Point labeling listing
::::

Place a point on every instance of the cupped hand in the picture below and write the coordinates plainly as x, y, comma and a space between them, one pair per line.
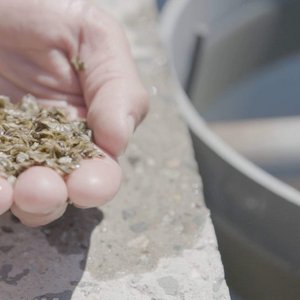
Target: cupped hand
69, 53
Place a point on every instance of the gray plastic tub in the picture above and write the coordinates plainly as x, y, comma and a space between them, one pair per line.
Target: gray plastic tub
238, 60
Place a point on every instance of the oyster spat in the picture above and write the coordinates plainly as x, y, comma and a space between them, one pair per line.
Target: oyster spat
32, 135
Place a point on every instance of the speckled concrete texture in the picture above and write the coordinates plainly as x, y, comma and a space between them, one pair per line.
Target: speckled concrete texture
155, 241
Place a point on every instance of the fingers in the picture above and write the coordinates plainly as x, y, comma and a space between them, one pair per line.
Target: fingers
40, 194
94, 183
40, 190
116, 99
35, 220
6, 196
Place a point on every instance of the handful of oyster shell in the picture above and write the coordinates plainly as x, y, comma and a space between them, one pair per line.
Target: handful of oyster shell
32, 135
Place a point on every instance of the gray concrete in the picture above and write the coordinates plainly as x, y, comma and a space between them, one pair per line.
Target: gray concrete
155, 241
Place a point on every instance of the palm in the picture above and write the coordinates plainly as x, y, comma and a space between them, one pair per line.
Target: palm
38, 42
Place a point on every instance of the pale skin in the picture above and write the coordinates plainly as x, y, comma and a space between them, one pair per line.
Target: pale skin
38, 41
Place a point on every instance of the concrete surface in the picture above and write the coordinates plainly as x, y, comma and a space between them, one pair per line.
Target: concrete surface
155, 241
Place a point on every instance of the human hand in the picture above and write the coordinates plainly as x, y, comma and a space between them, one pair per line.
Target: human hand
40, 43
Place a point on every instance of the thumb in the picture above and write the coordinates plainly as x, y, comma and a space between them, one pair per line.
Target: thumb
115, 97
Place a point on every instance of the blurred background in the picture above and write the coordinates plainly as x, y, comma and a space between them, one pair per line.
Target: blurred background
237, 63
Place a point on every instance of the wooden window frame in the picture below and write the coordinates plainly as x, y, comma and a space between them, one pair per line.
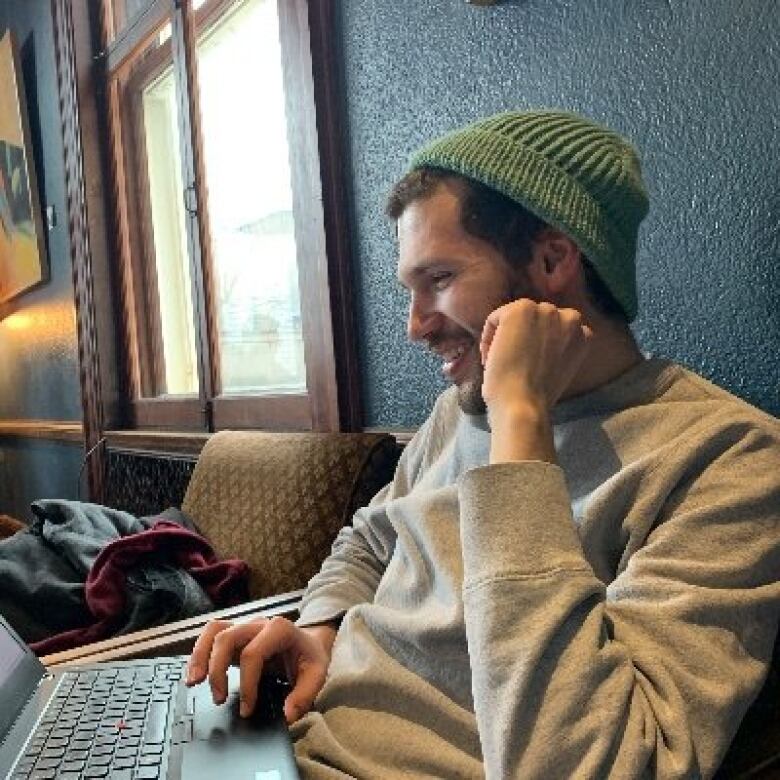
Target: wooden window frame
331, 401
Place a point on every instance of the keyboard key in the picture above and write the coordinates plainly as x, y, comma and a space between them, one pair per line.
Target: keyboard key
147, 772
96, 771
72, 766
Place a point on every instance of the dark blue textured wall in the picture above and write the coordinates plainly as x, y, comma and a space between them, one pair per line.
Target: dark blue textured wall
694, 83
39, 375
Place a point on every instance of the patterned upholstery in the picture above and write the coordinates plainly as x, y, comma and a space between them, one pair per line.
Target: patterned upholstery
277, 500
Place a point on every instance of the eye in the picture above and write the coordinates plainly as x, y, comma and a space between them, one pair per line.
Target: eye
440, 279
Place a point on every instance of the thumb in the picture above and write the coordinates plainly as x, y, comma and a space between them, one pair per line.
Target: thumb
308, 684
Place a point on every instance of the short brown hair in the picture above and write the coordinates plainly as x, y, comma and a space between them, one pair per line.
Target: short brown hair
491, 216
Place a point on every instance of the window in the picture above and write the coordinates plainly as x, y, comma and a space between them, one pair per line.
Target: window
218, 196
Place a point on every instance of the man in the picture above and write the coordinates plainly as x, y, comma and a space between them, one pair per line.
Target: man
574, 571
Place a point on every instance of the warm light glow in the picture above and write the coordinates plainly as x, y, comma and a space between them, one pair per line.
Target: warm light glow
43, 323
18, 321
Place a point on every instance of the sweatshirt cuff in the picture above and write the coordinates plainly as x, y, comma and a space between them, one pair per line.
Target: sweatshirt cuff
516, 520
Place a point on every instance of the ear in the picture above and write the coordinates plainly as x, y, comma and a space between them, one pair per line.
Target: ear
555, 264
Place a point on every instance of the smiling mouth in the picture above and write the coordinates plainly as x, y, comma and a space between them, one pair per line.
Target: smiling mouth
454, 359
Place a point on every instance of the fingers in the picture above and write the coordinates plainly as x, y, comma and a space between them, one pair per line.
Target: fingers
311, 678
198, 664
214, 651
252, 645
279, 637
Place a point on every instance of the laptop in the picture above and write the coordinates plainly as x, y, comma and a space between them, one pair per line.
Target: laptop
133, 720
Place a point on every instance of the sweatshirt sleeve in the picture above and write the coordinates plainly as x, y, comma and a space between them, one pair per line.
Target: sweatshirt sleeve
648, 676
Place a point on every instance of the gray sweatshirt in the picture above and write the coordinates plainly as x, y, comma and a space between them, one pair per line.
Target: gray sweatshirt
611, 617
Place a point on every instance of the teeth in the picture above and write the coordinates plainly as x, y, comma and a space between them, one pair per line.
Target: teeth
454, 354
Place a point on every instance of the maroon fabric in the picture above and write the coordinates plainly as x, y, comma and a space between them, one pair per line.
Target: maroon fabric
225, 582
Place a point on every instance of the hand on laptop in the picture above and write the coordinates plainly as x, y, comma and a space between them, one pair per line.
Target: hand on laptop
302, 653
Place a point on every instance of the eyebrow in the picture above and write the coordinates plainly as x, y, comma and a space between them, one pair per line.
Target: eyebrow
424, 267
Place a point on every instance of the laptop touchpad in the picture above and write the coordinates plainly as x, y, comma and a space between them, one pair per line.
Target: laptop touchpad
224, 745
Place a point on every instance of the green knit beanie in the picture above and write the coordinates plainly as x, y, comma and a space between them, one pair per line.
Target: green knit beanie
575, 175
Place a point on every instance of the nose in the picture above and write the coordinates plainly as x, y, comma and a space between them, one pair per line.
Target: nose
422, 319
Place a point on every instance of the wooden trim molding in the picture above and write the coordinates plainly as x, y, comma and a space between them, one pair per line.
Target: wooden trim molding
164, 443
70, 67
330, 134
43, 429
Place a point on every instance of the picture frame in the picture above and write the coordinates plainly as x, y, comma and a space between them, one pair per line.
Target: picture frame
23, 261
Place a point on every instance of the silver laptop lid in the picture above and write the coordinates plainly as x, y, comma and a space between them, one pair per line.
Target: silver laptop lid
20, 674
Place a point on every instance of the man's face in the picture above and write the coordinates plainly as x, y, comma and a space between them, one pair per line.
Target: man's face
455, 280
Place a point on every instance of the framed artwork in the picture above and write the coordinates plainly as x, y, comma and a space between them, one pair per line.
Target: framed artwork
22, 250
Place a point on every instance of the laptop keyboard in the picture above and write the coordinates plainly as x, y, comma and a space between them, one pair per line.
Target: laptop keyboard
109, 723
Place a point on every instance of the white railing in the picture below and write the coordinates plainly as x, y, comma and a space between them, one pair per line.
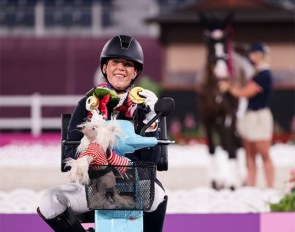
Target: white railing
36, 101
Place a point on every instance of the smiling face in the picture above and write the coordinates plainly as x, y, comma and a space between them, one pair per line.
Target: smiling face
119, 72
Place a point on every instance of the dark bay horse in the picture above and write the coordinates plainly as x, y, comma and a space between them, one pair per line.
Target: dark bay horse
219, 110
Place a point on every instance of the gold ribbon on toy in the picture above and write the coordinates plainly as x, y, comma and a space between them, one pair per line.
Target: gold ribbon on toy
92, 102
135, 97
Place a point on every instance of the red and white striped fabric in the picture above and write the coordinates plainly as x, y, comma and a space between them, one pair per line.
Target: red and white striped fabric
115, 159
98, 154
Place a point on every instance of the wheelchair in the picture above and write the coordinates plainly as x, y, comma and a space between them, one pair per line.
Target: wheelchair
141, 176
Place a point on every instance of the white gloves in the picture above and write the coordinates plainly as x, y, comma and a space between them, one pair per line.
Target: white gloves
150, 101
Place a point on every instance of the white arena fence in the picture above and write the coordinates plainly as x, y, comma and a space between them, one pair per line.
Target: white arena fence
35, 122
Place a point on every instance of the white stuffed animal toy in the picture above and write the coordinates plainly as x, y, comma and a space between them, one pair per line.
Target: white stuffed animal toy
99, 135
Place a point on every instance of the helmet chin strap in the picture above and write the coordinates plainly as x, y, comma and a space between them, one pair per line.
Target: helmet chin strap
119, 90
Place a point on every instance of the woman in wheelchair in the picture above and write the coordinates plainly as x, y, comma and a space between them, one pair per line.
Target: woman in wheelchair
121, 62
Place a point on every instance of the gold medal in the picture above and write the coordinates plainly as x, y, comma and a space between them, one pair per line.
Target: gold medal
134, 96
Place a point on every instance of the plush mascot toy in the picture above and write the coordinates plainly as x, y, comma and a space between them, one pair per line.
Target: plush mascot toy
99, 137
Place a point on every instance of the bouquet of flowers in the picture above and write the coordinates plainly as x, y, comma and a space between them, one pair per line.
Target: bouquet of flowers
287, 203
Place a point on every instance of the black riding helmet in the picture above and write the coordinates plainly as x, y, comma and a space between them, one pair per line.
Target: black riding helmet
123, 46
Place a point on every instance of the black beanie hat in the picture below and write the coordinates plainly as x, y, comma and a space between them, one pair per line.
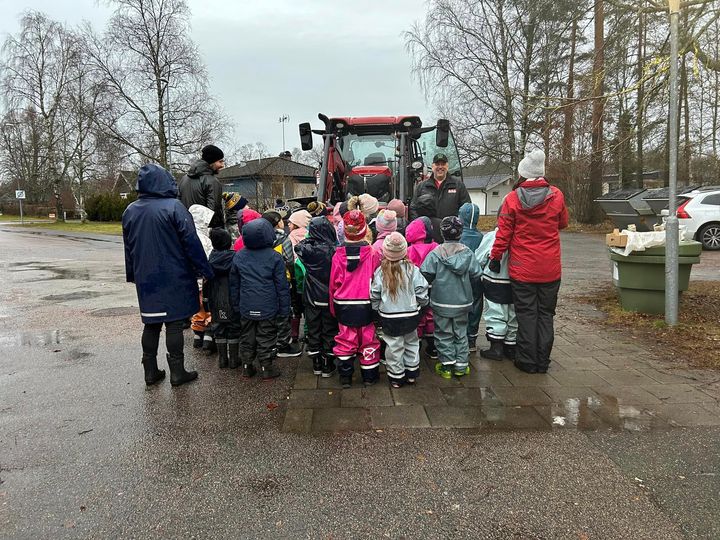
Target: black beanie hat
211, 154
451, 228
220, 239
273, 217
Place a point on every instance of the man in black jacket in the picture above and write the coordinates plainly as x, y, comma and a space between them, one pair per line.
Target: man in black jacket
201, 186
448, 192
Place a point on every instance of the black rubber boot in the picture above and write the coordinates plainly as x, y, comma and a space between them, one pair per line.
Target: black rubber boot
209, 346
233, 354
222, 354
317, 364
495, 352
249, 371
178, 375
328, 365
269, 372
430, 347
152, 373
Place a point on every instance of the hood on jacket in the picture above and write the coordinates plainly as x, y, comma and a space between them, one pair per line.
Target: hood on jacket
202, 216
154, 181
533, 193
221, 261
258, 234
469, 213
199, 168
419, 231
321, 230
455, 256
248, 215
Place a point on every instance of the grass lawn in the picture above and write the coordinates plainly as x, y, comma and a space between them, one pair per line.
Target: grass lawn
98, 227
696, 338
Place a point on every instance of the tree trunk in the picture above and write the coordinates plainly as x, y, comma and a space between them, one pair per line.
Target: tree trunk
593, 213
569, 105
639, 170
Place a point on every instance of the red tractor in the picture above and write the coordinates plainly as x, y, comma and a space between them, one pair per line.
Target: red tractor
384, 156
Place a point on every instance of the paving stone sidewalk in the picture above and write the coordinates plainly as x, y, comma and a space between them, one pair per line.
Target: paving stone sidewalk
598, 379
594, 382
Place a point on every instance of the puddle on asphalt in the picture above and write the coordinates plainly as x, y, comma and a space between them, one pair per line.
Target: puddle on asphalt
114, 312
31, 339
55, 271
76, 295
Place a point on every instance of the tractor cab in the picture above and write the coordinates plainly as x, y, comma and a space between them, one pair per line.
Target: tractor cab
384, 156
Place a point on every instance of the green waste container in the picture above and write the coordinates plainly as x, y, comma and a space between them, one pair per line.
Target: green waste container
640, 276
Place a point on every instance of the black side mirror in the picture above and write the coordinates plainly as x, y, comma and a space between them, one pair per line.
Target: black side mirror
442, 134
305, 136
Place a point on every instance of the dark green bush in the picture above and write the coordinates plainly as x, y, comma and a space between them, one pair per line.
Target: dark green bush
107, 206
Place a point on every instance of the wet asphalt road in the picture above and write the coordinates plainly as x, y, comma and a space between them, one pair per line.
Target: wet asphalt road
86, 451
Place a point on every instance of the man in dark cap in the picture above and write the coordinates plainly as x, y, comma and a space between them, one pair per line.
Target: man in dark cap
201, 186
448, 192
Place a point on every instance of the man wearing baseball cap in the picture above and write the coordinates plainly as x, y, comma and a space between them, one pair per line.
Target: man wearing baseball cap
448, 192
201, 186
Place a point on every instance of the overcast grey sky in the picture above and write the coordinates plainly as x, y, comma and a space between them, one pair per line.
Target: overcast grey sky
266, 58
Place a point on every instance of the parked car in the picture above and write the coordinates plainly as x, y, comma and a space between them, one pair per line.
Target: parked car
699, 213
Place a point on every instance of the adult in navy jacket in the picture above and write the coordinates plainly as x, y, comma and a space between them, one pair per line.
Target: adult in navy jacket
164, 258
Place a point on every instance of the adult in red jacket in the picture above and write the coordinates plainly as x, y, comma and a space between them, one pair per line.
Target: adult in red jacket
529, 226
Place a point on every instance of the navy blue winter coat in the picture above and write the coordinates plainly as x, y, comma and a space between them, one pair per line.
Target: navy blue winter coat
217, 290
316, 252
259, 289
163, 254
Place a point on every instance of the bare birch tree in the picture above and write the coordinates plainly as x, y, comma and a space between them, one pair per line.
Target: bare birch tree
157, 99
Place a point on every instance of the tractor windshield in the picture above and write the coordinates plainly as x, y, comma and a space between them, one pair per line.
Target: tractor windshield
375, 149
428, 148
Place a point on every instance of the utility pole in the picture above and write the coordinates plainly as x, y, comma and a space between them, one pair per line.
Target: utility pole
672, 236
282, 120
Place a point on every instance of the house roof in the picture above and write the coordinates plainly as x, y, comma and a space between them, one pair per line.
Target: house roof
485, 182
274, 166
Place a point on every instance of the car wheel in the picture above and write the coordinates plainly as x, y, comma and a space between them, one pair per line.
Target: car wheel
709, 236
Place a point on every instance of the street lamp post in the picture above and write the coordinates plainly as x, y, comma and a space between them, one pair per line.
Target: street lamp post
282, 120
672, 235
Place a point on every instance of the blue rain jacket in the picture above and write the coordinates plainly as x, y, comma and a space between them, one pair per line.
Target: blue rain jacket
259, 289
163, 254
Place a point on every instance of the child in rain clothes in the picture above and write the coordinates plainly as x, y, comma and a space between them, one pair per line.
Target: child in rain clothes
316, 253
498, 311
469, 214
225, 326
398, 293
385, 224
260, 293
419, 236
451, 267
200, 322
353, 266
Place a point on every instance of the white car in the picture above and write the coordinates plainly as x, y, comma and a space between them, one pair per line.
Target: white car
699, 212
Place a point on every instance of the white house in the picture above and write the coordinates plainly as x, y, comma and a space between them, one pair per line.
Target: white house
488, 191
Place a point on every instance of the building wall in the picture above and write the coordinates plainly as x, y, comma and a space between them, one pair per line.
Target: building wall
478, 197
494, 197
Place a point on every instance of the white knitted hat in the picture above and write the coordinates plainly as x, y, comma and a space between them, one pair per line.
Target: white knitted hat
532, 165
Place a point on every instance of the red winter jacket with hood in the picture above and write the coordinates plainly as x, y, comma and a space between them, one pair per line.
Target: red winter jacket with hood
529, 226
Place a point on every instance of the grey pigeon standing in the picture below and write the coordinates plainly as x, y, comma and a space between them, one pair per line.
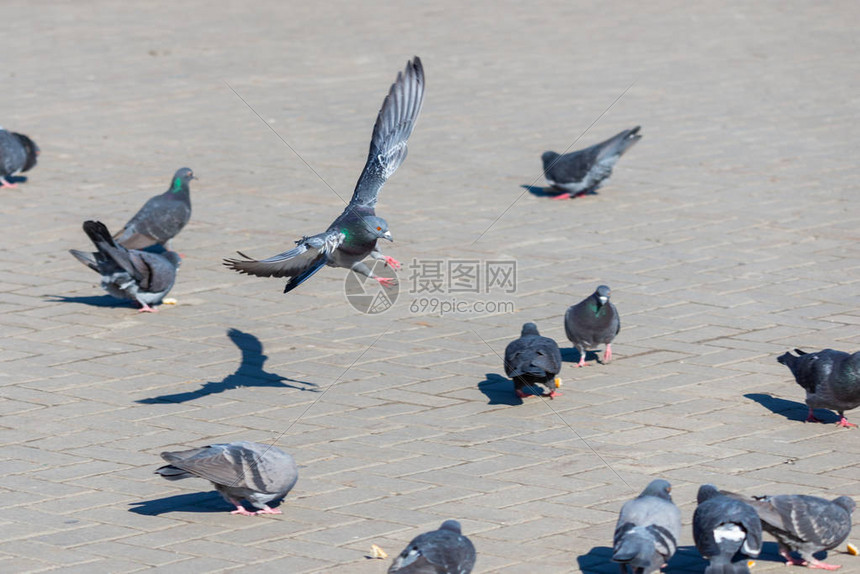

::::

**EXERCISE:**
Copy verbatim the stretch of the listing from the line containing "Place a point on every instance of the red winter" through the end of the listing, omitting the pictures.

**FINISHED ANSWER:**
Place a point on every instance of the red winter jacket with hood in the picture above and write the coordinates plainly as x, y, comma and a space between them, one pair per line.
Target: red winter jacket with hood
529, 226
Place a point on every instance of the grey pigeon standing in the picture below and write the coordinates plainly as x, y, comma and a space between them, one pair per line.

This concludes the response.